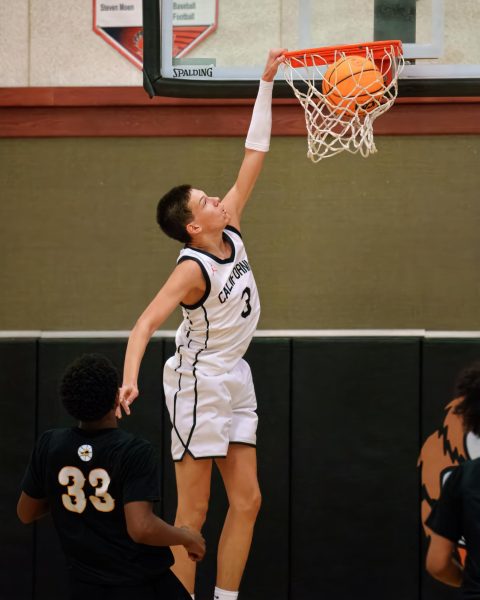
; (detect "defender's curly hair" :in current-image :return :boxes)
[59,354,119,422]
[455,361,480,436]
[157,184,193,244]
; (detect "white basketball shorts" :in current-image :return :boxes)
[163,356,258,461]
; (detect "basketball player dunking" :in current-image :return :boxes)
[120,49,285,600]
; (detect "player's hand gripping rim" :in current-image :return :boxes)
[115,384,138,419]
[262,48,287,81]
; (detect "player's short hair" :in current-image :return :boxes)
[157,184,193,244]
[59,354,119,422]
[455,361,480,436]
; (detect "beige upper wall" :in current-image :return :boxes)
[0,0,480,87]
[0,0,142,87]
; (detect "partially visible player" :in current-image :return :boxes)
[120,49,285,600]
[426,363,480,598]
[17,354,205,600]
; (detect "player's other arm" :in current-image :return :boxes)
[116,260,205,418]
[426,532,463,587]
[223,48,286,229]
[17,492,50,525]
[124,501,205,561]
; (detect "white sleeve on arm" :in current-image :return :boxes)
[245,79,273,152]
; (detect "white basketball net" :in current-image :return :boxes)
[284,47,404,163]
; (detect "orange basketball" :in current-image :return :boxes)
[322,56,384,117]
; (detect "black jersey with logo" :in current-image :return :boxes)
[22,427,173,585]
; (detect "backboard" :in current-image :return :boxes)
[143,0,480,98]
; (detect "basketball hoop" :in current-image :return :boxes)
[284,40,404,163]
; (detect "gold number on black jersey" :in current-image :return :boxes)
[241,287,252,319]
[58,467,115,513]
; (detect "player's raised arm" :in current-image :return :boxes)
[223,48,286,229]
[116,260,205,418]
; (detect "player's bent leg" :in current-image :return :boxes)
[216,444,261,591]
[172,454,212,594]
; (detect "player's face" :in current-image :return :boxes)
[189,189,230,232]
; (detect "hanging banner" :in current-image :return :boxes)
[93,0,143,69]
[172,0,218,58]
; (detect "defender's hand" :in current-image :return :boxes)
[262,48,287,81]
[115,384,138,419]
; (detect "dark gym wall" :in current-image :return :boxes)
[0,136,480,330]
[4,337,480,600]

◆ **Goal**
Find each line in the entries above that contains the word "white", and copy those lines.

◆ **Response to this exercise**
; (detect "white basketball shorts" :in current-image :return :boxes)
; (detect "white sleeve on arm" :in current-image :return :boxes)
; (detect "white basketball net" :in current-image :return :boxes)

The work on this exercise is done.